▶ **Exercises**:
[a] Translate this sentence from the post on piano tunings into Spanish: "The process is tedious, but yields a real tuning that I can take responsibility for."
[b] Extend the post about the three piano tunings, writing on from its final sentence.

Quoting myself:
I have three recordings of the Raindrop Prelude. Identical performances, same piano and recording set-up, but three different tunings,I was hoping some might take a listen and report their preferences.The files are in my Dropbox:tinyurl.com/y3wrojfd[end of quote]
Thanks for taking a listen.
These were made with a professionally-produced MIDI file.
This was the digitally-modeled Steingraeber in Pianoteq. I have been using Pianoteq for many years, and it has greatly improved over the years.
The tunings I use are complex to produce. I tune just as I would a real piano. In this case, I used Verituner with my styles for pure octave ET and pure 12th ET. I used Verituner to convert the pure octave ET into Kellner.
The tunings are built note by note: I read each note with Verituner and create an 88 note Scala file which can be loaded into Pianoteq. The process is tedious, but yields a real tuning that I can take responsibility for.

Source items:
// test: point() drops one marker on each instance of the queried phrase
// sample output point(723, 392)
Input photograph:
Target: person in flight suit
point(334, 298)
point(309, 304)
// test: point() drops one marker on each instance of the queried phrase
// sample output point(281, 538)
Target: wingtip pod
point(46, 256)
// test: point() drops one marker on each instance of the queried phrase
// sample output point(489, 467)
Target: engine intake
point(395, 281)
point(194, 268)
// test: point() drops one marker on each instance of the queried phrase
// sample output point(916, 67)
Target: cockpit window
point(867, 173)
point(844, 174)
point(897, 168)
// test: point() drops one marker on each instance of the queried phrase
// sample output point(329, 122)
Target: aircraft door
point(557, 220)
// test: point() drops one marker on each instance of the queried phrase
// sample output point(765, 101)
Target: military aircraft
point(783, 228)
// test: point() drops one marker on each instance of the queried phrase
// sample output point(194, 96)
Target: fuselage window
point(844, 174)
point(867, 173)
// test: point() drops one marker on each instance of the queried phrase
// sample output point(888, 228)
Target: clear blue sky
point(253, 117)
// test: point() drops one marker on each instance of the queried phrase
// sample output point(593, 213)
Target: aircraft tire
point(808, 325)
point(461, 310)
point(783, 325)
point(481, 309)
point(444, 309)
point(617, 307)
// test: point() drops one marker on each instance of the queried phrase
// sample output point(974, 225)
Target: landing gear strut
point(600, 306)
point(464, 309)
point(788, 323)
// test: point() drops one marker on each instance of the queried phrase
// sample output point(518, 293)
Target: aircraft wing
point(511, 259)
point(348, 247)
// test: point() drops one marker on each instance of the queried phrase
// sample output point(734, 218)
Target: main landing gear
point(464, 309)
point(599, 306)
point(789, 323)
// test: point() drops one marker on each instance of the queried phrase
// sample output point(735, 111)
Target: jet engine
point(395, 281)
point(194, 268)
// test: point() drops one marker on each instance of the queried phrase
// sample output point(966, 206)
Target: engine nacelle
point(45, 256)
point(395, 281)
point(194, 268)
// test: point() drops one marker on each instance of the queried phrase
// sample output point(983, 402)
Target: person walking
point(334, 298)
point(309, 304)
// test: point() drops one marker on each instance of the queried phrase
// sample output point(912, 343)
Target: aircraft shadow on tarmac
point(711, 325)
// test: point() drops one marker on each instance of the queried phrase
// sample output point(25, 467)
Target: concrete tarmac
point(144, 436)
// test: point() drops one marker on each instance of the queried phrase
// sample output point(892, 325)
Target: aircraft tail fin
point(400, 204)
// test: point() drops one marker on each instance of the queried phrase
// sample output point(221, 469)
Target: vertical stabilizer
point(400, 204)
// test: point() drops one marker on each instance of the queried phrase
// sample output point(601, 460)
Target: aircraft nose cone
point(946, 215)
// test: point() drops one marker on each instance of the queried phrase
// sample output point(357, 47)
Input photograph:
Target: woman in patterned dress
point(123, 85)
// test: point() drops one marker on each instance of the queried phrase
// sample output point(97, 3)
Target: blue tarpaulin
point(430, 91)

▶ **Task answers**:
[a] El proceso es tedioso, pero da como resultado una afinación real de la que puedo hacerme responsable.

[b]
500k is Kellner. Mild, right?
508 is pure octave ET. In fairness, few if any actually tune ET this narrow. Octaves and compound octaves are kept absolutely as clean as is possible, albeit pure 4:2 in temperament area. See comments below. I developed a Verituner style for pure octave ET to demonstrate that we don't really tune that way, but that it is possible. I dislike those 2 cent contracted fifths! But the pure octave style, in which both octaves and compound octaves are very clean, serves as a fine base in Verituner for historical temperaments. The lack of artificial stretch should preserve the original intent of unequal temperaments and allow their implementation on the modern piano.
512 is pure 12th ET. I like it because of the pure effect in sustained chords and the balance between octaves and fifths. Accurately tuned pure 12th ET is only slightly "stretched".
I think the differences between the three are surprisingly subtle. The subtlety may come from the "laboratory" conditions here. The tunings are very accurate and the stretch is uniformly and very carefully controlled; humidity and temperature cannot introduce drift; the piano tone is idealized with no wild notes to interfere with tuning and listening.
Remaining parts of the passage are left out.